[Start]

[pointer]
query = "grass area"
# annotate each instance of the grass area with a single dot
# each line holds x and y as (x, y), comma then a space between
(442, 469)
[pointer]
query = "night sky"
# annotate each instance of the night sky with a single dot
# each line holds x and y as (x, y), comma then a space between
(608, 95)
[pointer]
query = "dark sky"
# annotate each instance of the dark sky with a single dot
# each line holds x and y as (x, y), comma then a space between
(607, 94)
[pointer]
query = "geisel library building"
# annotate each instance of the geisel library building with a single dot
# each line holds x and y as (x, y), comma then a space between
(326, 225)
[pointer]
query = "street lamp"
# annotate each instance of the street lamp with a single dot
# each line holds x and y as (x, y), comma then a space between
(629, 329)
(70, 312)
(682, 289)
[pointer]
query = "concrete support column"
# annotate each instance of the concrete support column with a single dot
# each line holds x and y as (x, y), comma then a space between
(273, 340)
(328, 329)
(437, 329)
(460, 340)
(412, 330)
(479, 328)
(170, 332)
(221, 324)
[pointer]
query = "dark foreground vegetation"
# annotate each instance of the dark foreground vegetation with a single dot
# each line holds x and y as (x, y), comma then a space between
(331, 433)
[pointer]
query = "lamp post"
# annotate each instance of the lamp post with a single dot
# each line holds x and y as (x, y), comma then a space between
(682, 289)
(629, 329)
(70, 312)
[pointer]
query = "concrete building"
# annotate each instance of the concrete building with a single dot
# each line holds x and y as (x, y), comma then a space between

[End]
[Start]

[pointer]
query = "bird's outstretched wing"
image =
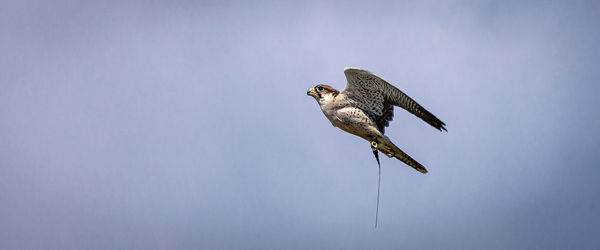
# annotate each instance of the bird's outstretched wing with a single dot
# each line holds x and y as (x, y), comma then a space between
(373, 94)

[End]

Exercise goal → Count the lines above that contain the string "concrete", and reply with that number only.

Finished answer → 4